## [TRAVAIL À FAIRE]
1. Condensez sous forme de liste le paragraphe du document source commençant par « Sur le plan financier », sans en perdre les faits principaux.
2. Poursuivez le texte sur le projet de démonstrateur après sa dernière phrase.

## [DOCUMENT SOURCE]
....................

Un projet dont la finalité et le coût doivent être précisés

La modularité de l'avant-projet de démonstrateur nourri par le CEA, le CNRS et EDF, au sein du groupement Gédéon, semble un choix adapté à la nouveauté de l'installation. Ainsi pourront être identifiées les questions à résoudre et peut-être même les coûts pourront-ils être estimés.

Mais la question de la taille du démonstrateur semble en elle-même capitale. En tout état de cause, on ne peut donc tenir la dimension d'une installation comme celle du démonstrateur projeté comme allant de soi. Il s'agit en effet de construire, au final, l'équivalent en puissance à peu de choses près du réacteur à neutrons rapides Phénix auquel viendra s'ajouter un accélérateur lourd.

Sur le plan financier, une coopération européenne voire internationale est actuellement recherchée et sera peut-être trouvée, facilitant le financement d'un équipement ambitieux. Mais l'accélérateur linéaire, à lui seul, représente un investissement dont la rentabilité doit être établie. Certains auteurs indiquent que le coût de l'accélérateur avec les lignes de transfert, les alimentations et les protections biologiques pourrait être trois fois plus élevé que celui du système sous-critique 67( * ) . Rappelons, pour fixer les idées, qu'il s'agit au bas mot de fournir un courant de proton d'intensité minimale de 10 à 15 mA. Lors de l'audition organisée par M. C. Birraux, dans le cadre de la préparation de son rapport de mars 1997 68( * ) , M. Rubbia affirmait : " l'accélérateur est un des éléments les plus innovants de l'amplificateur d'énergie " . On ne saurait le démentir : aucun accélérateur n'est actuellement capable de fournir un tel faisceau de protons. Le mieux que l'on sait faire est d'atteindre 1mA pour 590 MeV (cyclotron de l'institut Paul Scherrer de Zurich) ou 1 mA pour 800 MeV (accélérateur linéaire de Los Alamos).

....................

(Entrées enregistrées)
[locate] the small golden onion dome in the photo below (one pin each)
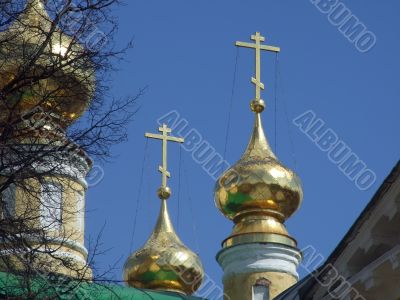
(259, 184)
(67, 92)
(164, 262)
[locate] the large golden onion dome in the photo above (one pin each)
(258, 182)
(67, 91)
(258, 193)
(164, 262)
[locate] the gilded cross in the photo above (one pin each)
(165, 139)
(258, 38)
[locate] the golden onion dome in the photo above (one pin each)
(164, 262)
(258, 182)
(65, 93)
(258, 192)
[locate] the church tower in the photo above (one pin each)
(164, 263)
(259, 258)
(46, 202)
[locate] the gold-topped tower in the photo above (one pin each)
(65, 94)
(57, 86)
(259, 194)
(164, 262)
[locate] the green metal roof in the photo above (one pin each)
(56, 287)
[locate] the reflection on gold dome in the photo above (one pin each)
(258, 193)
(164, 262)
(65, 93)
(258, 183)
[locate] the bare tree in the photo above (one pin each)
(55, 113)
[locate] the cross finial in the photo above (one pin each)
(258, 104)
(164, 192)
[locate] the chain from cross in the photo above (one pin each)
(165, 139)
(258, 47)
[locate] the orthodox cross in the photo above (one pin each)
(165, 139)
(258, 47)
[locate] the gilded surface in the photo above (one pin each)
(66, 93)
(164, 262)
(258, 183)
(258, 193)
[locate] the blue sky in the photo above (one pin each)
(184, 52)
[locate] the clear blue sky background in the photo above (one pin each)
(184, 51)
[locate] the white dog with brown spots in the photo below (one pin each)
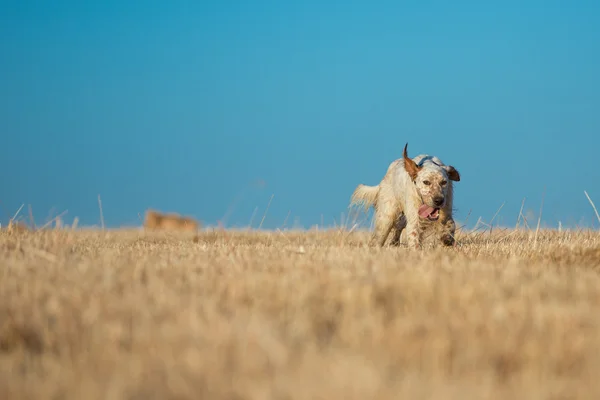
(415, 194)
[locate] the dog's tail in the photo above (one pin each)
(365, 195)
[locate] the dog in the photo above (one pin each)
(416, 195)
(155, 220)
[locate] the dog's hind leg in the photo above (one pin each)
(397, 229)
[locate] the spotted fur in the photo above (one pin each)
(408, 185)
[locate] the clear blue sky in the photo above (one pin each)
(179, 106)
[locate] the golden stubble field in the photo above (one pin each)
(297, 315)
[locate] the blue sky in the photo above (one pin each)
(185, 106)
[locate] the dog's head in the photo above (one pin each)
(432, 182)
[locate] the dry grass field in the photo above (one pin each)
(297, 315)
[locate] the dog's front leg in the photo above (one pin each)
(447, 232)
(414, 233)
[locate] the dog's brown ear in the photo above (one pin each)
(409, 165)
(452, 173)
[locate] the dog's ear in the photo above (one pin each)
(409, 165)
(452, 173)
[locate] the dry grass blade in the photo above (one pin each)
(298, 315)
(593, 206)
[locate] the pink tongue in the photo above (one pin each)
(426, 211)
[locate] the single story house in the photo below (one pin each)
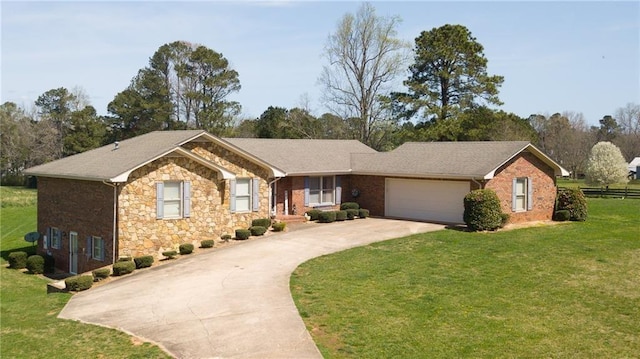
(148, 194)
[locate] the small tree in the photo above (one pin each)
(606, 165)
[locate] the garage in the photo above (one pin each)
(426, 200)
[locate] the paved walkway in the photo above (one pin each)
(233, 302)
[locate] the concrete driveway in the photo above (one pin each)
(232, 302)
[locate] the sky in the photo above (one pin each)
(582, 57)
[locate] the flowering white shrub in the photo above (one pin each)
(606, 165)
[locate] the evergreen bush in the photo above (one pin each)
(17, 260)
(143, 261)
(572, 200)
(123, 267)
(35, 264)
(482, 211)
(185, 248)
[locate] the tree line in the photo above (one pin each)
(447, 96)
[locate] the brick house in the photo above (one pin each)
(149, 194)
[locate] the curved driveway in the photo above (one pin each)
(233, 302)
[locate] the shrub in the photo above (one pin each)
(572, 200)
(185, 248)
(314, 214)
(327, 217)
(143, 261)
(123, 267)
(352, 213)
(279, 226)
(207, 243)
(562, 215)
(349, 205)
(17, 260)
(170, 254)
(261, 222)
(482, 211)
(79, 283)
(100, 274)
(49, 264)
(242, 234)
(257, 230)
(35, 264)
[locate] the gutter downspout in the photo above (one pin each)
(115, 218)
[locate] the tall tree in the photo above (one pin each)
(448, 76)
(606, 165)
(364, 58)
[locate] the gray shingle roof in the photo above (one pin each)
(303, 156)
(440, 159)
(106, 163)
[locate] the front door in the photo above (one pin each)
(73, 252)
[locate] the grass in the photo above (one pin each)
(29, 327)
(570, 290)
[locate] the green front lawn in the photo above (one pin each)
(29, 327)
(569, 290)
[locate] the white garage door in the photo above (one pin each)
(438, 201)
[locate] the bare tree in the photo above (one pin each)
(364, 59)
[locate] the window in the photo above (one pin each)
(521, 197)
(56, 238)
(322, 190)
(173, 199)
(97, 250)
(245, 194)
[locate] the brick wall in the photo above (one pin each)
(544, 187)
(84, 207)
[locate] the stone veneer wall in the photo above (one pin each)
(84, 207)
(544, 187)
(140, 233)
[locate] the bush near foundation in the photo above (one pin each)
(261, 222)
(143, 261)
(123, 267)
(243, 234)
(35, 264)
(100, 274)
(79, 283)
(257, 230)
(17, 260)
(185, 248)
(207, 243)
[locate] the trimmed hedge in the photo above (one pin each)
(261, 222)
(572, 200)
(35, 264)
(123, 267)
(314, 214)
(327, 217)
(349, 205)
(243, 234)
(562, 215)
(207, 243)
(279, 226)
(170, 254)
(185, 248)
(257, 230)
(352, 213)
(79, 283)
(482, 211)
(143, 261)
(17, 260)
(100, 274)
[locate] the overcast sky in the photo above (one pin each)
(554, 56)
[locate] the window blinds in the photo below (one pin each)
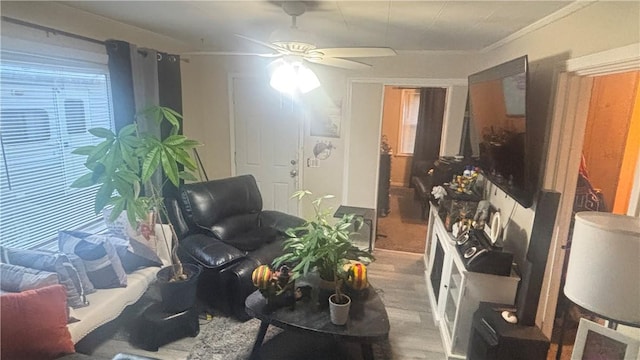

....................

## [RÉPONSES NUMÉROTÉES]
1.
- Une coopération européenne, voire internationale, est recherchée pour faciliter le financement de l'équipement.
- La rentabilité de l'accélérateur linéaire, qui représente à lui seul un investissement important, reste à établir.
- Selon certains auteurs, l'accélérateur, avec les lignes de transfert, les alimentations et les protections biologiques, pourrait coûter trois fois plus cher que le système sous-critique.
- Il doit fournir un courant de protons d'une intensité minimale de 10 à 15 mA.
- Lors d'une audition organisée par M. C. Birraux pour préparer son rapport de mars 1997, M. Rubbia a présenté l'accélérateur comme l'un des éléments les plus innovants de l'amplificateur d'énergie.
- Aucun accélérateur actuel ne peut produire un tel faisceau. Le meilleur résultat obtenu est de 1 mA pour 590 MeV au cyclotron de l'institut Paul Scherrer de Zurich, ou de 1 mA pour 800 MeV à l'accélérateur linéaire de Los Alamos.

2.
S'agissant par ailleurs des coûts globaux d'investissement et de fonctionnement des réacteurs hybrides, les évaluations publiées ou annoncées varient - à projets comparables - dans des proportions si considérables que l'on ne peut que douter de leur vraisemblance.

L'amplificateur d'énergie proposé par C. Rubbia a fait l'objet d'études chiffrées par son promoteur et par l'IEPE de Grenoble. Selon le CERN, le coût d'investissement atteindrait 7417 F par kWh. Selon l'IEPE, ce coût serait de 8165 F par kWh, à comparer à l'estimation donnée par la même source pour un REP 69( * ) . Les coûts du kWh produit seraient du même ordre que pour les REP, aux alentours de 16 cts/kWh, toute chose égale par ailleurs. Le CEA écrit quant à lui : " on conçoit mal pourquoi on ferait l'effort (considérable) de développer ces systèmes très complexes, sans avoir clairement identifié un créneau où ils ont des chances de se révéler significativement supérieurs aux réacteurs critiques modernes, REP ou RNR. Aujourd'hui, il ne semble pas que ce créneau puisse être la production économique et sûre d'électricité " 70( * ) .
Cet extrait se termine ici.